---------- DATA TO PROCESS ----------
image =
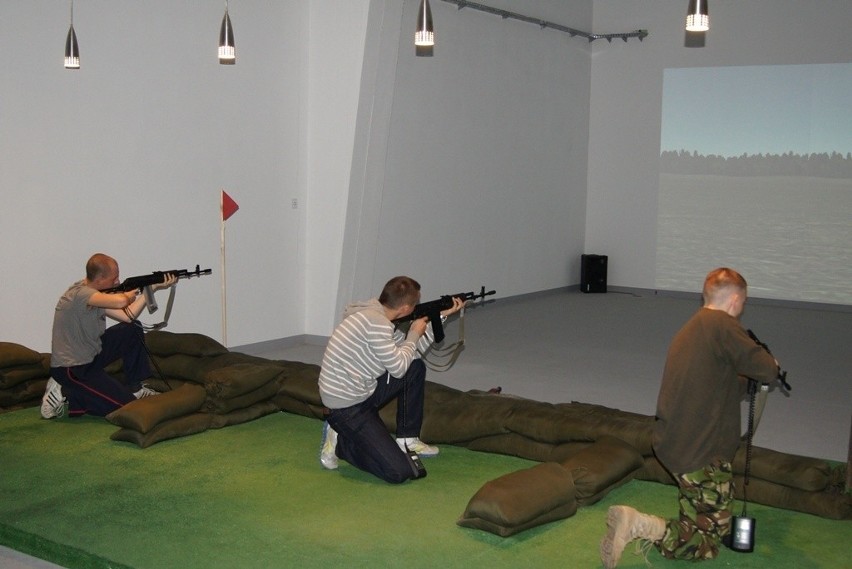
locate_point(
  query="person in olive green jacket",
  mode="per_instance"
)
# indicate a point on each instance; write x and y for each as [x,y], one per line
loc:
[697,430]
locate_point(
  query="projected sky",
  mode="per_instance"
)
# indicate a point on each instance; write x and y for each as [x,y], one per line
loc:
[729,111]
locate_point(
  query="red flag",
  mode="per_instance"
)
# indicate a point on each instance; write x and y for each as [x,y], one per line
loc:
[229,206]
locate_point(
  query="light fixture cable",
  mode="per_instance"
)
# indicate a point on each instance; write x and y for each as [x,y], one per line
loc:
[227,52]
[72,51]
[697,16]
[507,15]
[425,33]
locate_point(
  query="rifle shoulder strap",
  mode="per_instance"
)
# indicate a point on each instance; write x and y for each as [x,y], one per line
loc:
[165,322]
[445,357]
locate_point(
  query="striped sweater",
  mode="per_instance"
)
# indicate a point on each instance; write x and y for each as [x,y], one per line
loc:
[361,349]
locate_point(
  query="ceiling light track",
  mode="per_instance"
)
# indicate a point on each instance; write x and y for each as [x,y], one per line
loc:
[506,15]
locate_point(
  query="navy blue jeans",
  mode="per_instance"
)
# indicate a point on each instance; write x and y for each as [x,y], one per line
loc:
[90,390]
[362,438]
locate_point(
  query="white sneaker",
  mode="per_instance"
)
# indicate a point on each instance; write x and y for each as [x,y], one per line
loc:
[145,392]
[328,457]
[417,446]
[52,402]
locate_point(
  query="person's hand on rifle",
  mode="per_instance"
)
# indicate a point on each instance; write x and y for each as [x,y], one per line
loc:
[417,328]
[458,304]
[171,279]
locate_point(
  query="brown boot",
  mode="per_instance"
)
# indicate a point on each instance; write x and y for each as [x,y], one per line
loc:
[624,525]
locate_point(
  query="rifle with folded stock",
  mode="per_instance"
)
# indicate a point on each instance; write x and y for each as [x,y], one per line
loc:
[432,310]
[144,283]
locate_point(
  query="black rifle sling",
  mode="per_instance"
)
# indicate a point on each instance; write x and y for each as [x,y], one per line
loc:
[165,322]
[449,353]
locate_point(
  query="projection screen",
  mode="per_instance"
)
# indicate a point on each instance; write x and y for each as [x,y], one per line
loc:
[756,174]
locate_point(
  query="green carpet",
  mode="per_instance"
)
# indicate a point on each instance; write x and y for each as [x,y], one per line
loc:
[254,495]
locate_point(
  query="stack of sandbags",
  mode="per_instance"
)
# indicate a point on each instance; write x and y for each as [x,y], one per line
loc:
[23,375]
[202,385]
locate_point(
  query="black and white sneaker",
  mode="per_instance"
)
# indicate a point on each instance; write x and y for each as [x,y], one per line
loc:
[52,402]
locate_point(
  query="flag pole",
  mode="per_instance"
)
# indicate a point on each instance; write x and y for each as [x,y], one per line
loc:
[222,267]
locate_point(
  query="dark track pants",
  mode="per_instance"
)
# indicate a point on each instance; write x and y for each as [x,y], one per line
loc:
[362,438]
[90,390]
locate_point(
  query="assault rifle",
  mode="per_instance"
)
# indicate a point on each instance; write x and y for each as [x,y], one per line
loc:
[432,310]
[144,282]
[782,374]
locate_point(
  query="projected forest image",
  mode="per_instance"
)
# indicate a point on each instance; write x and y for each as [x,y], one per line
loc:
[762,183]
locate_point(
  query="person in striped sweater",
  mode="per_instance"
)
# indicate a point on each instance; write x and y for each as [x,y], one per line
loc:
[368,363]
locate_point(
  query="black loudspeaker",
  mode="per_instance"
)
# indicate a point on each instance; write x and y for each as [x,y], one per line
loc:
[593,273]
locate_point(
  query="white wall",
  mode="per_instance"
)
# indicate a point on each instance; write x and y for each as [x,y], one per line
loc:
[532,147]
[473,168]
[626,96]
[336,51]
[127,156]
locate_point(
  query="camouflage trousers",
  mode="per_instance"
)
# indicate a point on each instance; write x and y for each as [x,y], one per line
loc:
[705,513]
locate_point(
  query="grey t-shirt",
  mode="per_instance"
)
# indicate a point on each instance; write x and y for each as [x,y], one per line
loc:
[77,327]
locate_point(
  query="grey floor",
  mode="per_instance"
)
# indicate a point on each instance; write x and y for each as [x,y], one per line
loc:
[609,349]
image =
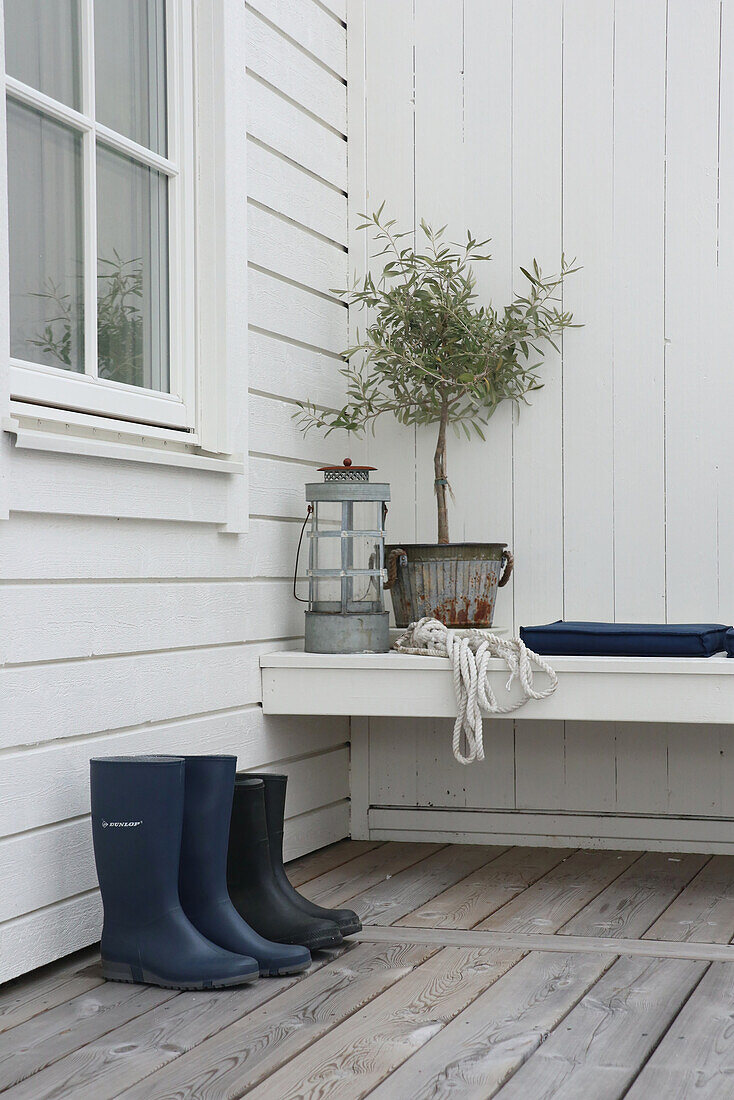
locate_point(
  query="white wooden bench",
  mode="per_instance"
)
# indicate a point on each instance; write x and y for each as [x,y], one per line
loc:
[590,689]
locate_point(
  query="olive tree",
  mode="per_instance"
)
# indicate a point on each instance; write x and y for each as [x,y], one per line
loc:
[430,353]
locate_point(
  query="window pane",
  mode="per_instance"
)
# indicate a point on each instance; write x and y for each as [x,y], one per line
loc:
[46,274]
[132,273]
[130,63]
[42,46]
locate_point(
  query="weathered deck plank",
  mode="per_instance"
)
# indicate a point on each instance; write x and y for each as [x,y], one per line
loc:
[247,1052]
[47,1037]
[429,1012]
[599,1048]
[485,890]
[387,901]
[118,1059]
[550,902]
[696,1057]
[474,1054]
[354,1057]
[41,993]
[341,883]
[309,867]
[632,903]
[704,911]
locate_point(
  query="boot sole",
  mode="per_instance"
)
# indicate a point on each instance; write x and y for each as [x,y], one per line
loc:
[316,943]
[284,970]
[350,930]
[120,971]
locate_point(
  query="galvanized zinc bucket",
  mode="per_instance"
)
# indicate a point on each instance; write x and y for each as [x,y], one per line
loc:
[456,584]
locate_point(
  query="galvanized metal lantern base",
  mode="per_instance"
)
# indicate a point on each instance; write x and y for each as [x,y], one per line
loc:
[332,633]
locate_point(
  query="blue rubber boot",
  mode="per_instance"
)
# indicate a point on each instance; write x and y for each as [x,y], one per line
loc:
[203,875]
[137,820]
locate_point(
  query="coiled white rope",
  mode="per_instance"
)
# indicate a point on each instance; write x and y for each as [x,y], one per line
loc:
[470,653]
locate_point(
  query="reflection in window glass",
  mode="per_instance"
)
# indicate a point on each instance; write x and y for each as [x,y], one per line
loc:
[44,206]
[132,272]
[130,65]
[42,46]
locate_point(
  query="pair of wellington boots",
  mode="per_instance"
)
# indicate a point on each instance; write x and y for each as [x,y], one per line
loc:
[161,831]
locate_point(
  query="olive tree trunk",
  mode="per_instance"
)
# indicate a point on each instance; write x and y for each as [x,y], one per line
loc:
[441,484]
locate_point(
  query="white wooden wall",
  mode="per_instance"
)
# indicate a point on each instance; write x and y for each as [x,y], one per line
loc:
[130,622]
[603,129]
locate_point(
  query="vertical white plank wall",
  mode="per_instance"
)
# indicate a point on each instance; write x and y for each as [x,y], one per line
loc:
[602,130]
[131,623]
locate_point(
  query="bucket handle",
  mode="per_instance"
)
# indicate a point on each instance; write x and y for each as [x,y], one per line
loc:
[508,560]
[397,556]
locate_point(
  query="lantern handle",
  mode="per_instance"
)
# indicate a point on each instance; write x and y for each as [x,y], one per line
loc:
[295,568]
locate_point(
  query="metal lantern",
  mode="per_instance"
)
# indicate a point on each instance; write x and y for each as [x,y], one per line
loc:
[346,562]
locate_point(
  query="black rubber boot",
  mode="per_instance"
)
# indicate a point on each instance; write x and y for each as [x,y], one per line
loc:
[203,875]
[252,887]
[346,920]
[137,816]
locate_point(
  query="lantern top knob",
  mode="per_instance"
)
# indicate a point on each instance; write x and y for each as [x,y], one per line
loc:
[346,472]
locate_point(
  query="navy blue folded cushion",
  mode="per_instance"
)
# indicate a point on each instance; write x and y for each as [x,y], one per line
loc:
[626,639]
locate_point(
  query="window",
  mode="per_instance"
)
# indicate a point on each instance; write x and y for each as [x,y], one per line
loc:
[101,216]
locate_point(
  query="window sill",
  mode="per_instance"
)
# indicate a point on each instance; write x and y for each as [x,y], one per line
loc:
[64,432]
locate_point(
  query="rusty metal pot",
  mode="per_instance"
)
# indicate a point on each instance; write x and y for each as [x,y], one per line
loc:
[456,583]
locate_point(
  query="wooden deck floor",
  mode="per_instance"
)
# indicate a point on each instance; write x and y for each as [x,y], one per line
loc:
[518,972]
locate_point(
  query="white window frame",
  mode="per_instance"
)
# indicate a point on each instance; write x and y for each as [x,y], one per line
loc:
[196,424]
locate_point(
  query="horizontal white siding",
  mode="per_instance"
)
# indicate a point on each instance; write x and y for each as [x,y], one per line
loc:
[130,622]
[604,131]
----------
**YOUR TASK**
Count the lines of the records above that contain the string "folded", treating case as significant. Give only the number.

**OUTPUT**
2